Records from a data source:
____________________

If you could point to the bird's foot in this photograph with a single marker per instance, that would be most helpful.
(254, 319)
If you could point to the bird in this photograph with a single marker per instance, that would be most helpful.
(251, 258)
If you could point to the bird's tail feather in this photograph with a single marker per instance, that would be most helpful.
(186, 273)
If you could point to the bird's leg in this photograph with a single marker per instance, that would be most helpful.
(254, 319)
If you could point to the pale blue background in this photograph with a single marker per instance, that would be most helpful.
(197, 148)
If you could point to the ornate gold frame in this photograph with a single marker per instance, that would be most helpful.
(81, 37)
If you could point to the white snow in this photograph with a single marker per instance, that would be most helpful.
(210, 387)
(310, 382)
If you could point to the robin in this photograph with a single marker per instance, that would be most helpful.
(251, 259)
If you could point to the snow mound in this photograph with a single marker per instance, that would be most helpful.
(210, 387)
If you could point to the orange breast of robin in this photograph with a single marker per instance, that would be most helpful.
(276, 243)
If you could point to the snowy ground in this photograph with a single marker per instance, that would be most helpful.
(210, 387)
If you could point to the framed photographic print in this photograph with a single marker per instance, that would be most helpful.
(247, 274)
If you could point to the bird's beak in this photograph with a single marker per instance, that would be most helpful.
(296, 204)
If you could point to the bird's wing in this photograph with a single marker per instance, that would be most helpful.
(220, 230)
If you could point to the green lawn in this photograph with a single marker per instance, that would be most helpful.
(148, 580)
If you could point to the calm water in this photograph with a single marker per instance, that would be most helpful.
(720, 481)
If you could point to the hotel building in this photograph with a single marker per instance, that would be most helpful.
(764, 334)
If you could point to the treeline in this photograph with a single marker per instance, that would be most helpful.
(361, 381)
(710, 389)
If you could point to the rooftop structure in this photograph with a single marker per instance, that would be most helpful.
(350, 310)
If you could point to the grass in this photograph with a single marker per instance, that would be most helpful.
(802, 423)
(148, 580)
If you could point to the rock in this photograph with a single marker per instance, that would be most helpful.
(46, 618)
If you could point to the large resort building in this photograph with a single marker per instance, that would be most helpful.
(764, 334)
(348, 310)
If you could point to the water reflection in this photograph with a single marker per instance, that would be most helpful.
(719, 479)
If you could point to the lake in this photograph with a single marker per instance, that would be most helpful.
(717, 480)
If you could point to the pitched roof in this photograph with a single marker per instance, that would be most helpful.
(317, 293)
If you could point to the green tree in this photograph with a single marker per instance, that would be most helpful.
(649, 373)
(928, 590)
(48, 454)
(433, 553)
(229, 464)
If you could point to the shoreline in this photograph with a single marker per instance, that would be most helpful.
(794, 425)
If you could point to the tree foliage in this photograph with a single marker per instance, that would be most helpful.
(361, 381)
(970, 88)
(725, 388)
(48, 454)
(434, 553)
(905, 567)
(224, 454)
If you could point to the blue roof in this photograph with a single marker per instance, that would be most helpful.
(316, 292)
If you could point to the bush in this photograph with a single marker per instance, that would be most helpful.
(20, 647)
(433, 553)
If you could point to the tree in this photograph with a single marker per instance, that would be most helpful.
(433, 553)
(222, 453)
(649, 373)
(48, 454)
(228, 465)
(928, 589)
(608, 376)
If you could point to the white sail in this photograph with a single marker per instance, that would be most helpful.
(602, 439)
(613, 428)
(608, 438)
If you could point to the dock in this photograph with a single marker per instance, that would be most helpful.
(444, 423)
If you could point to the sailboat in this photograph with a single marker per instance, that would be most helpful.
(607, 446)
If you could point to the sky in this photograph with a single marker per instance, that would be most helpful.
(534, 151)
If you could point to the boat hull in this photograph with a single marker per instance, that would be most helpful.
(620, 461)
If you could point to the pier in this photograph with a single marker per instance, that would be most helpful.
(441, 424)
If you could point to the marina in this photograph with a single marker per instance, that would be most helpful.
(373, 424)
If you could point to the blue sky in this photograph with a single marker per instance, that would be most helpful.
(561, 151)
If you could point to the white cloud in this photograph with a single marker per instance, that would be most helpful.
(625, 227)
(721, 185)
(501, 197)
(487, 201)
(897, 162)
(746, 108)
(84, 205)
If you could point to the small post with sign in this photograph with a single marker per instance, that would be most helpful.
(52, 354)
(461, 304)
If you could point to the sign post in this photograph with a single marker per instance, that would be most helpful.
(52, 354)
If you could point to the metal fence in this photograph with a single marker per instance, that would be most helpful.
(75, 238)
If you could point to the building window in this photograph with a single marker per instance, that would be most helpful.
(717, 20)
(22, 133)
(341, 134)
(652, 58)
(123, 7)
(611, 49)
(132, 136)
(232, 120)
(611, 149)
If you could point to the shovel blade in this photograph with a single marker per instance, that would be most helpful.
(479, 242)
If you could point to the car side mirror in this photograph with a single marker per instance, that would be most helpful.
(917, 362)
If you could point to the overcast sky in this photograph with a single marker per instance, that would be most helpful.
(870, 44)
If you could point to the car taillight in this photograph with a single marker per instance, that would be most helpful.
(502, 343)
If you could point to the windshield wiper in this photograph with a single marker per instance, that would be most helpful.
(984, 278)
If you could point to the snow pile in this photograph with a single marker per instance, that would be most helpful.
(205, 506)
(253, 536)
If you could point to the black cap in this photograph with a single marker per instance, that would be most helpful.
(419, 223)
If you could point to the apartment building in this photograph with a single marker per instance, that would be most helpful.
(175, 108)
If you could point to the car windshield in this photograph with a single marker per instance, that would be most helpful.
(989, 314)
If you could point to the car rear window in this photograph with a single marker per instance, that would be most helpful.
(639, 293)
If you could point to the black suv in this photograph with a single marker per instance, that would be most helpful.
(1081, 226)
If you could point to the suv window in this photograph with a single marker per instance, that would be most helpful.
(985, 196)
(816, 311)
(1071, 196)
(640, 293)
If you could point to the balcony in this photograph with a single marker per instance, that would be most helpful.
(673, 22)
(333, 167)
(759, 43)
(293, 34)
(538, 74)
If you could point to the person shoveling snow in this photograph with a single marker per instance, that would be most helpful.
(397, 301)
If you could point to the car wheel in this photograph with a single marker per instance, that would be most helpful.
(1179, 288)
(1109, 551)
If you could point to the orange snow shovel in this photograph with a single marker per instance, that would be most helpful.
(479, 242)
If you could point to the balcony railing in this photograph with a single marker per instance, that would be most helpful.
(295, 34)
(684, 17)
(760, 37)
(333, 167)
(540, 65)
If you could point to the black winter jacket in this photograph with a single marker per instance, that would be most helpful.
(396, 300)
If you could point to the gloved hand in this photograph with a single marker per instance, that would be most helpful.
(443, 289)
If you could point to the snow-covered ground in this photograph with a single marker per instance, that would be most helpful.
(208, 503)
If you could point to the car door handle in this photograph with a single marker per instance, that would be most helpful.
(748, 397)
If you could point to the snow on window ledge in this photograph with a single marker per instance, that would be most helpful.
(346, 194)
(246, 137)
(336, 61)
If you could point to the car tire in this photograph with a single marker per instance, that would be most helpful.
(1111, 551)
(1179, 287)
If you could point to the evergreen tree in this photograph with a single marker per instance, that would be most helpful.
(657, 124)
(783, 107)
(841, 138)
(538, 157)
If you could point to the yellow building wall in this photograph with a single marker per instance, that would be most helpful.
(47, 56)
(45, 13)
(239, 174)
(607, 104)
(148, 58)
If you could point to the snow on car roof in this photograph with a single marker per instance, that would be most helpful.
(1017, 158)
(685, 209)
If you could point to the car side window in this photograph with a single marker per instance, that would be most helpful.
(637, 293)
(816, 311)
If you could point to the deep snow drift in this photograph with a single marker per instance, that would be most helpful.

____________________

* GOAL *
Rescale everything from the line containing "If you could point to the apartment" down through the line containing "(1081, 226)", and give only those lines, with the worded lines unchanged. Multiply each coordinate in the answers by 1.2 and round to whole numbers, with halves rounded up.

* IN RESPONSE *
If you could point to the apartment building in this photograph with a single marker per instance, that would be most helpful.
(210, 130)
If you could point to the car windshield in this photograph with a single marker per instance, that would be most helpful.
(1187, 377)
If you could point to the car rear window in this photograph with a single marker per instance, that would be most helpful.
(767, 352)
If you could point to the black suv in this photograph with a single marker per instance, that would be most helpful.
(1297, 271)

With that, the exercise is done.